### Set exercise
Pull out each line below that contains the word "white".

______

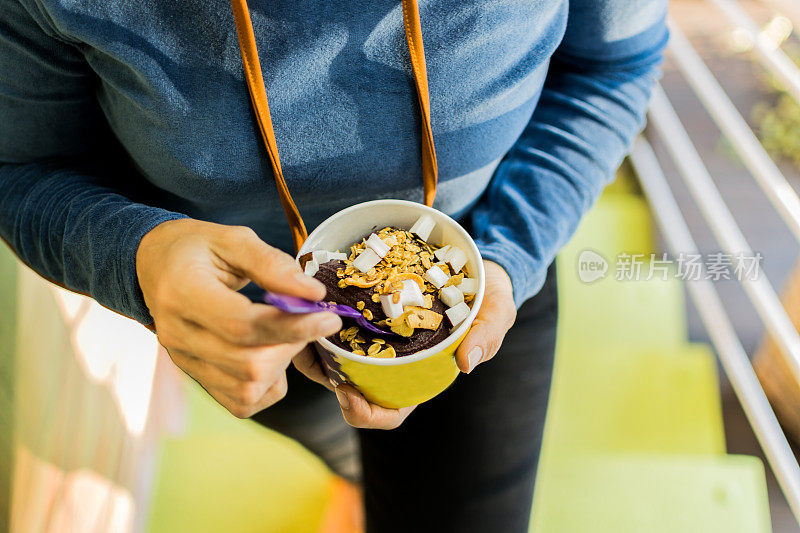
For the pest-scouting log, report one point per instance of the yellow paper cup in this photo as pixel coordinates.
(418, 377)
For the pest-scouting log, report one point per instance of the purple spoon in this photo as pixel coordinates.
(295, 305)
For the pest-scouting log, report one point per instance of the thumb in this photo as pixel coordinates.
(495, 317)
(480, 344)
(272, 269)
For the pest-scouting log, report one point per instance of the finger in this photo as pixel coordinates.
(307, 362)
(358, 412)
(242, 398)
(495, 317)
(269, 267)
(258, 363)
(238, 320)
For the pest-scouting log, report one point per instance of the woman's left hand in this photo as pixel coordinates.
(496, 316)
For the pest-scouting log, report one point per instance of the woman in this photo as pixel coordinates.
(133, 170)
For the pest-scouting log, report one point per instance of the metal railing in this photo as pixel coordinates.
(672, 134)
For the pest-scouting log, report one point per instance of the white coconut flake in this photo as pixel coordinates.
(423, 227)
(436, 276)
(366, 260)
(441, 253)
(451, 296)
(391, 309)
(456, 258)
(468, 286)
(411, 294)
(377, 244)
(311, 267)
(457, 313)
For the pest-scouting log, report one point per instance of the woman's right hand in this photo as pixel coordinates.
(189, 272)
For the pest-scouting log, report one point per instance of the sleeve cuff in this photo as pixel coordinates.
(526, 278)
(132, 304)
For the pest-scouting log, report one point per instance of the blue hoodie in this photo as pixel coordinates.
(117, 116)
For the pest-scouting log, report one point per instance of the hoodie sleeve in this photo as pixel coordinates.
(592, 106)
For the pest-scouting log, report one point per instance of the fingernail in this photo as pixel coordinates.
(474, 357)
(343, 401)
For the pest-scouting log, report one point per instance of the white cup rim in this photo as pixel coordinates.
(456, 333)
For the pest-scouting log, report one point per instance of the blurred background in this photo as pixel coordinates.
(646, 429)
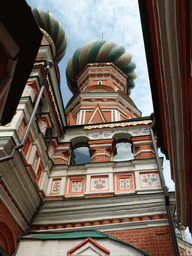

______

### Written response
For the pest-scouting log, report one point per instance of the white coconut flake in this photo as pixel coordinates.
For the pest-scouting log, report one point per instance of the white cup rim in this photo as pixel coordinates.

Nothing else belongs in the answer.